■ **Information shown**
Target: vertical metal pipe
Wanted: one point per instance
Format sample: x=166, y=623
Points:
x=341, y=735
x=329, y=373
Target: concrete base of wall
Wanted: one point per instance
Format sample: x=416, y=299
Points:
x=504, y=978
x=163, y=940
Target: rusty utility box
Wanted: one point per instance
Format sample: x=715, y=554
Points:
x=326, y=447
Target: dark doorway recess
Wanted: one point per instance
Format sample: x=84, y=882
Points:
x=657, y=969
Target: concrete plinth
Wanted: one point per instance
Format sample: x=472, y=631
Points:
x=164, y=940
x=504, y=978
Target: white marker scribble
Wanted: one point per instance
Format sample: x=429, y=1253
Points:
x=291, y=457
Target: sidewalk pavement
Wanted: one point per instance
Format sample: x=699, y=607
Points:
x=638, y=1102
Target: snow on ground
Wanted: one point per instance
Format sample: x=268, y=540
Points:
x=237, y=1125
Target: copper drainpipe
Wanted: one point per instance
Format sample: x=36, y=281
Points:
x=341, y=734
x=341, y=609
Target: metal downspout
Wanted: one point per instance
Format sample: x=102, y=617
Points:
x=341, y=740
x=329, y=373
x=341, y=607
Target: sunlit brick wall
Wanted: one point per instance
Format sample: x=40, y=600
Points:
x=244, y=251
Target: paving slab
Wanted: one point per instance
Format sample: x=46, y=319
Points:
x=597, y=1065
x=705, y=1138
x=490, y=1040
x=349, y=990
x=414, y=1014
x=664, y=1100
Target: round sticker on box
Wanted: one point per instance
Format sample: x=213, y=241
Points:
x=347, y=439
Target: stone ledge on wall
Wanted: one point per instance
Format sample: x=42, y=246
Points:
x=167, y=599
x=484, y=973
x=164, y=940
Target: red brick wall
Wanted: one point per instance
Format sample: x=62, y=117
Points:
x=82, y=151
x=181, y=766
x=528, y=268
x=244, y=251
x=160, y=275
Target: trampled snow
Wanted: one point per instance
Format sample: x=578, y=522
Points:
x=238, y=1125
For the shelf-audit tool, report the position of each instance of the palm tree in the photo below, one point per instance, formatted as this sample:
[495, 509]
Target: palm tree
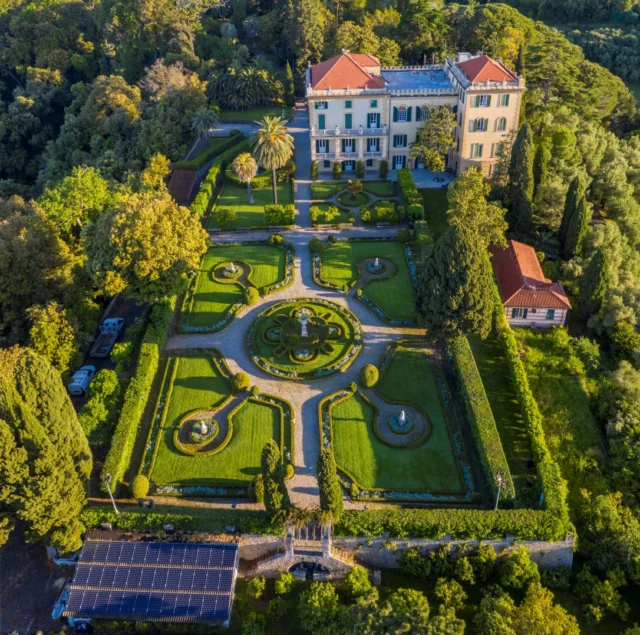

■ **Exercise goal**
Send back the listing exactly as it stands. Do not include the pictures.

■ **Task output**
Target: vertical metal pipe
Wanted: one point per instance
Format sample: x=166, y=623
Points:
x=341, y=735
x=329, y=373
Target: concrete base of wall
Wanted: one point per instance
Format sample: x=416, y=299
Points:
x=504, y=978
x=163, y=940
Target: rusty utility box
Wanted: one point per instance
Format sample: x=715, y=554
Points:
x=326, y=447
Target: dark doorway recess
Wanted: one point per instance
Format sample: x=84, y=882
Points:
x=657, y=969
Target: concrete plinth
Wanted: one point per instance
Format sample: x=472, y=631
Points:
x=164, y=940
x=504, y=978
Target: white marker scribble
Wanted: one point per instance
Format sample: x=429, y=1253
Points:
x=291, y=457
Target: sidewalk pavement
Wanted: one point per instance
Format sample: x=699, y=607
Points:
x=638, y=1102
Target: snow on ground
Wanted: one point per instance
Format sample: x=268, y=540
Points:
x=237, y=1125
Target: copper drainpipe
Wanted: one point per instance
Format sample: x=36, y=281
Points:
x=341, y=734
x=341, y=609
Target: metal downspout
Wanted: one point per instance
Format sample: x=102, y=617
Points:
x=341, y=740
x=329, y=373
x=341, y=607
Target: sunlit brick wall
Wanted: one point per instance
Format sample: x=40, y=600
Points:
x=244, y=251
Target: paving slab
Wanted: one point per instance
Format sample: x=46, y=319
Points:
x=597, y=1065
x=705, y=1138
x=490, y=1040
x=349, y=990
x=414, y=1014
x=664, y=1100
Target: round sticker on box
Wanted: one point per instance
Format sample: x=213, y=241
Points:
x=347, y=439
Target: stone ledge on wall
Wanted: one point per instance
Format sample: x=42, y=246
Points:
x=167, y=599
x=484, y=973
x=164, y=940
Target: red brick wall
Wanted: one point per instance
Format sample: x=62, y=117
Points:
x=82, y=151
x=181, y=766
x=528, y=268
x=244, y=251
x=160, y=275
Target: trampled snow
Wanted: one point per instance
Format sample: x=578, y=522
Points:
x=238, y=1125
For the shelf-audit tool, report the position of each instance of the palm tree in the photo below, one point per instance, formatted as this sample:
[495, 509]
Target: palm tree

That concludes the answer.